Short exercise =
Please write out the records below again, swapping each "pointer" for "locator" and changing nothing else.

[Start Given records]

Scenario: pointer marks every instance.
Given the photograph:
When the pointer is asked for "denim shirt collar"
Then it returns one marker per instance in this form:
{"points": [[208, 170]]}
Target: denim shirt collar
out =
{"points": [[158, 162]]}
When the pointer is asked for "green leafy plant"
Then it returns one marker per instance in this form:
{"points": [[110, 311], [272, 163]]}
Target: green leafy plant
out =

[End Given records]

Solution below =
Scenario: locator marks every instance.
Given the photograph:
When the locator is asked for "denim shirt collar"
Then it returns one marker per instance in this form:
{"points": [[208, 170]]}
Target: denim shirt collar
out =
{"points": [[158, 162]]}
When the locator is asked for "green leafy plant"
Then it returns one marker per instance in this form:
{"points": [[110, 311], [272, 163]]}
Target: green leafy plant
out =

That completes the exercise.